__What is being asked__: Put every line of the data below into a JSON list of strings, with one string per line and any blank lines left out.
====== Data for processing ======
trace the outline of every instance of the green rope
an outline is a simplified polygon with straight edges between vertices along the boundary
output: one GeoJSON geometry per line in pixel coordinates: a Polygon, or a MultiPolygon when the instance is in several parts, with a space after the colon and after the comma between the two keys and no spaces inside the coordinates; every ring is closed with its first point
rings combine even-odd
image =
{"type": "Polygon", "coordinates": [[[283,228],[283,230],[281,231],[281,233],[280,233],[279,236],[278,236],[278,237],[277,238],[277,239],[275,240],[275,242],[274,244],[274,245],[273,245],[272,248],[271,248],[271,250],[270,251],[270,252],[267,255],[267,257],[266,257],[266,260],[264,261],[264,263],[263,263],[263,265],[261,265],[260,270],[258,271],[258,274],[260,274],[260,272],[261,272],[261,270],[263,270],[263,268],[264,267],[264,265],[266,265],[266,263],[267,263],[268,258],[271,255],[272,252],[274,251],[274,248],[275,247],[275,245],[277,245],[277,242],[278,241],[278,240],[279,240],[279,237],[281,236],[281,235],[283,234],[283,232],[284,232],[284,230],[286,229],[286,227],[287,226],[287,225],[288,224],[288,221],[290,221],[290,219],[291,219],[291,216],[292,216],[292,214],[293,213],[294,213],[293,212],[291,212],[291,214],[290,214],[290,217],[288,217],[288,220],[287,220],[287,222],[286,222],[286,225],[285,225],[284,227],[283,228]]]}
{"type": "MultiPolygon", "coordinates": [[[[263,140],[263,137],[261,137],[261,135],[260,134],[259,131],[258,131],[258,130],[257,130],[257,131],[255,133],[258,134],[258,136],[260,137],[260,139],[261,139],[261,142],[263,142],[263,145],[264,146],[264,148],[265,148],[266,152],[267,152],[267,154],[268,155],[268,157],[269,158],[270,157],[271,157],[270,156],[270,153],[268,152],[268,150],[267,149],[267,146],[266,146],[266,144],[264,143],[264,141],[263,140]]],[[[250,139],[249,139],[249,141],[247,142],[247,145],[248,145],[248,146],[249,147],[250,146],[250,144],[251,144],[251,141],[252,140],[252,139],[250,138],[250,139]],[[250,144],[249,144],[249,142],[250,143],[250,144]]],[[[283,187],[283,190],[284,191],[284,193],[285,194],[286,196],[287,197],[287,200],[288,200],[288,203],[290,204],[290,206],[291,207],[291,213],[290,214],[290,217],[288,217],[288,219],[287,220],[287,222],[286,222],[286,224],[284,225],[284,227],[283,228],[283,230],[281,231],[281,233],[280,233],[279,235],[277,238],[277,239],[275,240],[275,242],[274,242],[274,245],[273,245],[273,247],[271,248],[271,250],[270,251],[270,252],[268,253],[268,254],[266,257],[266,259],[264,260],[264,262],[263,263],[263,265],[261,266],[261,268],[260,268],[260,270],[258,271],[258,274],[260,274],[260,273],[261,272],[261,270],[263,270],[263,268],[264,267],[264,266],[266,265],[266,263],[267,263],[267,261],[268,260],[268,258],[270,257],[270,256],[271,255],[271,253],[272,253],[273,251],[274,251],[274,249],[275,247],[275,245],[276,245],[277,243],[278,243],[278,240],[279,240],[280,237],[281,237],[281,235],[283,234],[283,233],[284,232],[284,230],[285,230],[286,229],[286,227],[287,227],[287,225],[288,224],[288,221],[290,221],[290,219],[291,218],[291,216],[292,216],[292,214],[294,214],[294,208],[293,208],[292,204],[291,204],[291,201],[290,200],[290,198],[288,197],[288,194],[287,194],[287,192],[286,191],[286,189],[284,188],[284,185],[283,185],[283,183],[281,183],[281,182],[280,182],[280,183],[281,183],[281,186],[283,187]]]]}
======
__Result__:
[
  "trace the outline of every instance of the green rope",
  "an outline is a simplified polygon with straight edges between vertices along the boundary",
  "output: one GeoJSON geometry per line in pixel coordinates: a Polygon, or a MultiPolygon when the instance is in several parts, with a space after the colon and after the comma between the two keys and no spaces inside the coordinates; every ring is closed with its first point",
  "rings combine even-odd",
  "image =",
  "{\"type\": \"Polygon\", \"coordinates\": [[[283,228],[283,230],[281,231],[281,233],[280,233],[279,236],[278,236],[278,237],[277,238],[277,239],[275,240],[275,242],[274,244],[274,245],[273,245],[272,248],[271,248],[271,250],[270,251],[270,252],[267,255],[267,257],[266,257],[266,260],[264,261],[264,263],[263,263],[263,265],[261,265],[260,270],[258,271],[258,274],[260,274],[260,272],[261,272],[261,270],[263,270],[263,268],[264,267],[264,265],[266,265],[266,263],[267,263],[268,258],[271,255],[272,252],[274,251],[274,248],[275,247],[275,245],[277,245],[277,242],[278,241],[278,240],[279,240],[279,237],[281,236],[281,235],[283,234],[283,232],[284,232],[284,230],[286,229],[286,227],[287,226],[287,225],[288,224],[288,221],[290,221],[290,219],[291,219],[291,216],[292,216],[292,214],[293,213],[294,213],[293,212],[291,212],[291,214],[290,214],[290,217],[288,217],[288,220],[287,220],[287,222],[286,222],[286,225],[285,225],[284,227],[283,228]]]}",
  "{\"type\": \"MultiPolygon\", \"coordinates\": [[[[263,140],[263,137],[261,137],[261,135],[260,134],[259,131],[258,131],[258,130],[257,130],[257,131],[255,133],[258,134],[258,136],[260,137],[260,139],[261,139],[261,142],[263,142],[263,145],[264,146],[264,148],[265,148],[266,152],[267,152],[267,154],[268,155],[268,157],[269,158],[270,157],[271,157],[270,156],[270,153],[268,152],[268,150],[267,149],[267,146],[266,146],[266,144],[264,143],[264,141],[263,140]]],[[[250,139],[249,139],[249,141],[247,142],[247,145],[248,145],[248,146],[249,147],[250,146],[250,144],[251,144],[251,141],[252,140],[252,139],[250,138],[250,139]],[[250,144],[249,144],[249,142],[250,143],[250,144]]],[[[283,187],[283,190],[284,191],[284,193],[285,194],[286,196],[287,197],[287,200],[288,200],[288,203],[290,204],[290,206],[291,207],[291,213],[290,214],[290,217],[288,217],[288,219],[287,220],[287,222],[286,222],[286,224],[284,225],[284,227],[283,228],[283,230],[281,231],[281,233],[280,233],[279,235],[277,238],[277,239],[275,240],[275,242],[274,242],[274,245],[273,245],[273,247],[271,248],[271,250],[270,251],[270,252],[268,253],[268,254],[266,257],[266,259],[264,260],[264,262],[263,263],[263,265],[261,266],[261,268],[260,268],[260,270],[258,271],[258,274],[260,274],[260,273],[261,272],[261,270],[263,270],[263,268],[264,267],[264,266],[266,265],[266,263],[267,263],[267,261],[268,260],[268,258],[270,257],[270,256],[271,255],[271,253],[272,253],[273,251],[274,251],[274,249],[275,247],[275,245],[276,245],[277,243],[278,243],[278,240],[279,240],[280,237],[281,237],[281,235],[283,234],[283,233],[284,232],[284,230],[285,230],[286,229],[286,227],[287,227],[287,225],[288,224],[288,221],[290,221],[290,219],[291,218],[291,216],[292,216],[292,214],[294,214],[294,208],[293,208],[292,204],[291,204],[291,201],[290,200],[290,198],[288,197],[288,194],[287,194],[287,192],[286,191],[286,189],[284,188],[284,185],[283,185],[283,183],[281,183],[281,182],[280,182],[280,183],[281,183],[281,186],[283,187]]]]}"
]